## Data
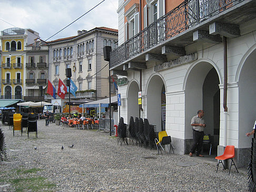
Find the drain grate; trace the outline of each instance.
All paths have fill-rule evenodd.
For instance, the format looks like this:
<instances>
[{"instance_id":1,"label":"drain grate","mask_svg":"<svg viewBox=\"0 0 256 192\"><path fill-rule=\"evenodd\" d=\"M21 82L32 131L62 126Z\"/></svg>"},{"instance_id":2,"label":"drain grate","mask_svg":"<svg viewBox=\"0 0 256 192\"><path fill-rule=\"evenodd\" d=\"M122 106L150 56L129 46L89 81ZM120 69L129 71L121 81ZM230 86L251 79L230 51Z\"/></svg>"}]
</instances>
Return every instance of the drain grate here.
<instances>
[{"instance_id":1,"label":"drain grate","mask_svg":"<svg viewBox=\"0 0 256 192\"><path fill-rule=\"evenodd\" d=\"M142 157L142 158L144 158L144 159L154 159L156 158L156 157Z\"/></svg>"}]
</instances>

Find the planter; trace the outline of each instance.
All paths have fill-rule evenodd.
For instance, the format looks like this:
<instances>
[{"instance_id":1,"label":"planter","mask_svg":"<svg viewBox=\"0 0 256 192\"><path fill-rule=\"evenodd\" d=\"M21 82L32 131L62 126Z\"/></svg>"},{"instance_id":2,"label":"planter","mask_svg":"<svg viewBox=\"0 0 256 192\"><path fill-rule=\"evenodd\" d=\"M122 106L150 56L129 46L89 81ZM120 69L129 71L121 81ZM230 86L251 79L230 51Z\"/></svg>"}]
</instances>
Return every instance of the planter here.
<instances>
[{"instance_id":1,"label":"planter","mask_svg":"<svg viewBox=\"0 0 256 192\"><path fill-rule=\"evenodd\" d=\"M61 121L60 120L55 120L56 125L60 125L60 123L61 123Z\"/></svg>"}]
</instances>

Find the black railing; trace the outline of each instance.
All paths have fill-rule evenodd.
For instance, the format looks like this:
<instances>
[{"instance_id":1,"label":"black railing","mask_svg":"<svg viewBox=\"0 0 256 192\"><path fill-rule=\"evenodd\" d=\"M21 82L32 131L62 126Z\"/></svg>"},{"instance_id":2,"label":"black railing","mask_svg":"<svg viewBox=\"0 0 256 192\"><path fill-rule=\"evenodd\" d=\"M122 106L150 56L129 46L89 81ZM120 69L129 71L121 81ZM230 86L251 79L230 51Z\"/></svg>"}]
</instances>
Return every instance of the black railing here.
<instances>
[{"instance_id":1,"label":"black railing","mask_svg":"<svg viewBox=\"0 0 256 192\"><path fill-rule=\"evenodd\" d=\"M244 0L184 1L110 53L110 68Z\"/></svg>"}]
</instances>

## Your goal
Write out all of the records above word for word, leaving out the pictures.

## Answer to the problem
Find the drain grate; trace the outline of each instance.
All paths have fill-rule evenodd.
For instance, the format looks like this:
<instances>
[{"instance_id":1,"label":"drain grate","mask_svg":"<svg viewBox=\"0 0 256 192\"><path fill-rule=\"evenodd\" d=\"M21 82L32 131L62 126Z\"/></svg>"},{"instance_id":2,"label":"drain grate","mask_svg":"<svg viewBox=\"0 0 256 192\"><path fill-rule=\"evenodd\" d=\"M122 106L150 56L129 46L89 81ZM120 69L129 71L121 81ZM230 86L251 79L230 51Z\"/></svg>"}]
</instances>
Return every instance of the drain grate here.
<instances>
[{"instance_id":1,"label":"drain grate","mask_svg":"<svg viewBox=\"0 0 256 192\"><path fill-rule=\"evenodd\" d=\"M142 157L142 158L144 158L144 159L154 159L156 158L156 157Z\"/></svg>"}]
</instances>

Find the planter; trace the outline of each instance.
All paths have fill-rule evenodd.
For instance, the format looks like this:
<instances>
[{"instance_id":1,"label":"planter","mask_svg":"<svg viewBox=\"0 0 256 192\"><path fill-rule=\"evenodd\" d=\"M21 82L32 131L62 126Z\"/></svg>"},{"instance_id":2,"label":"planter","mask_svg":"<svg viewBox=\"0 0 256 192\"><path fill-rule=\"evenodd\" d=\"M122 106L150 56L129 46L89 81ZM120 69L129 71L121 81ZM230 86L251 79L230 51Z\"/></svg>"}]
</instances>
Return every instance of the planter here.
<instances>
[{"instance_id":1,"label":"planter","mask_svg":"<svg viewBox=\"0 0 256 192\"><path fill-rule=\"evenodd\" d=\"M61 121L60 120L55 120L56 125L60 125L60 123L61 123Z\"/></svg>"}]
</instances>

Find the black railing; trace the outline of each instance.
All paths have fill-rule evenodd.
For instance, the format looks like this:
<instances>
[{"instance_id":1,"label":"black railing","mask_svg":"<svg viewBox=\"0 0 256 192\"><path fill-rule=\"evenodd\" d=\"M21 82L32 131L62 126Z\"/></svg>"},{"instance_id":2,"label":"black railing","mask_svg":"<svg viewBox=\"0 0 256 192\"><path fill-rule=\"evenodd\" d=\"M122 106L150 56L129 46L89 81ZM120 69L129 71L121 81ZM230 86L251 79L230 51Z\"/></svg>"}]
</instances>
Return every instance of the black railing here.
<instances>
[{"instance_id":1,"label":"black railing","mask_svg":"<svg viewBox=\"0 0 256 192\"><path fill-rule=\"evenodd\" d=\"M244 0L184 1L110 53L110 68Z\"/></svg>"}]
</instances>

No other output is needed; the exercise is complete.